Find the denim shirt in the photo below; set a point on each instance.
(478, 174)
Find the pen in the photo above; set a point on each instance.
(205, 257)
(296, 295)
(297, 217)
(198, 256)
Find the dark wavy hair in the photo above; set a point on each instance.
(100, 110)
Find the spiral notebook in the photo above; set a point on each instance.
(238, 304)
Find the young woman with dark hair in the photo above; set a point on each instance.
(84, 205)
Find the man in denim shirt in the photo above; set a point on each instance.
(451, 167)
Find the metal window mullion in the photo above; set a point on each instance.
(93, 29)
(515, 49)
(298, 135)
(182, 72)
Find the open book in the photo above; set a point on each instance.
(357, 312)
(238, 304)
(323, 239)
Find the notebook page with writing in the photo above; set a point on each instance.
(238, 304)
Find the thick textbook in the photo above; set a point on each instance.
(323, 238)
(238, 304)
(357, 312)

——————————

*Письменное задание:*
Перепишите без изменений строки, начиная со строки, где есть «Find the thick», и до самой последней строки, включая обе.

*Решение упражнения:*
Find the thick textbook in the photo above; set a point on each instance.
(323, 238)
(238, 304)
(357, 312)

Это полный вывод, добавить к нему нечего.